EXTRACTED MATERIAL section start

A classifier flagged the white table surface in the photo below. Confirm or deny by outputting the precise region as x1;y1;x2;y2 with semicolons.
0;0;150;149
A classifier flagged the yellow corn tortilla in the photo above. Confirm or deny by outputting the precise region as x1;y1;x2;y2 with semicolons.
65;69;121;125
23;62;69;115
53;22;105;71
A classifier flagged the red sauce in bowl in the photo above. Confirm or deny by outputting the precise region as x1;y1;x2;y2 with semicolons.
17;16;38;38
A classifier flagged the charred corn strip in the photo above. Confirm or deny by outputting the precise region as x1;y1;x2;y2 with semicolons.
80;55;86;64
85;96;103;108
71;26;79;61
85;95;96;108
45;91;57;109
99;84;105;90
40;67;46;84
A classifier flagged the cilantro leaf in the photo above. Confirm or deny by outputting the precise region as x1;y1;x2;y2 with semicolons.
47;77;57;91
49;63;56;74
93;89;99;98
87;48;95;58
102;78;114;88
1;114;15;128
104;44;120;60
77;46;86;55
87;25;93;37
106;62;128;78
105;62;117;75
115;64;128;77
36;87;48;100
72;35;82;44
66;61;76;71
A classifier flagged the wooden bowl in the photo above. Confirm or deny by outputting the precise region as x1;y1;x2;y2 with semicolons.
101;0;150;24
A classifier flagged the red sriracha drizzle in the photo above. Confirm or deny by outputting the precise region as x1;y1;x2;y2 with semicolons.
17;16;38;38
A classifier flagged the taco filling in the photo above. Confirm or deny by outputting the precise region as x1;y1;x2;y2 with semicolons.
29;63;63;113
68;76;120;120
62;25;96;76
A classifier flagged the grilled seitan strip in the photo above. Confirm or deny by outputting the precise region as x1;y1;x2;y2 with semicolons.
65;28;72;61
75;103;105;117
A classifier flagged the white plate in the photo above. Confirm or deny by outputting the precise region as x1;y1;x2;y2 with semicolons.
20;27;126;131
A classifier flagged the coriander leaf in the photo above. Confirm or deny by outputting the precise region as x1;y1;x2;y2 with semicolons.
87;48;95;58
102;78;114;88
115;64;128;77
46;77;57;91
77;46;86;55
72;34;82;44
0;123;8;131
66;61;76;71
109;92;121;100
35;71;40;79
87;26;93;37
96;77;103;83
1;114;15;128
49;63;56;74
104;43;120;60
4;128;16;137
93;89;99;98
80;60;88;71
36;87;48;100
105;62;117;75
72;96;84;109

EXTRACTED MATERIAL section end

__WHAT IS EXPECTED__. Lines from the one containing "A classifier flagged the charred" through the last line of the records, restated word for word: that is the whole response.

__RESULT OF THIS EXERCISE__.
A classifier flagged the charred corn strip in the photo above. Confirm or deny by outputting the precise region as x1;y1;x2;y2 with semicolons.
80;55;86;64
85;96;103;108
71;26;79;61
85;95;96;108
45;91;57;109
99;84;105;90
40;67;46;84
A classifier flagged the cilantro leaf in the photo above. Confirm or deny by outputting the precise region as x1;y1;x2;y2 with semicolons.
47;77;57;91
49;63;56;74
93;89;99;98
87;48;95;58
102;78;114;88
1;114;15;128
104;44;120;60
77;46;86;55
87;25;93;37
106;62;128;78
105;62;117;75
115;64;128;77
36;87;48;100
72;35;82;44
66;61;76;71
A classifier flagged the wooden bowl in the photo above. Confirm or deny by outputting the precise region as x1;y1;x2;y2 with semicolons.
101;0;150;24
A classifier flagged the red sriracha drizzle in the photo above. Confirm or deny by outputting the precise region as x1;y1;x2;y2 with semicolons.
17;16;38;38
A classifier flagged the taco filling in the photo above. Confirm or deny by outputting the precise region as x1;y1;x2;y2 with semicolons.
29;63;63;113
68;76;120;120
62;25;96;76
A classifier flagged the grilled seitan strip in the photo above. Confirm or deny by outputting the precise region as x1;y1;x2;y2 with semicolons.
65;28;72;61
75;103;105;117
A classifier flagged the white plate in the photo above. Confirm or deny by outputting the precise region as x1;y1;x2;y2 with semicolons.
20;27;126;131
A classifier flagged the coriander leaf in the photo above. Confirm or deny by outputting the precise region as x1;y1;x2;y2 with semicolons.
87;48;95;58
102;78;114;88
115;64;128;77
46;77;57;91
77;46;86;55
72;34;82;44
0;123;8;131
66;61;76;71
109;92;121;100
35;71;40;79
87;26;93;37
96;77;103;83
1;114;15;128
49;63;56;74
104;43;120;60
4;128;16;137
93;89;99;98
80;60;88;71
36;87;48;100
105;62;117;75
72;96;84;109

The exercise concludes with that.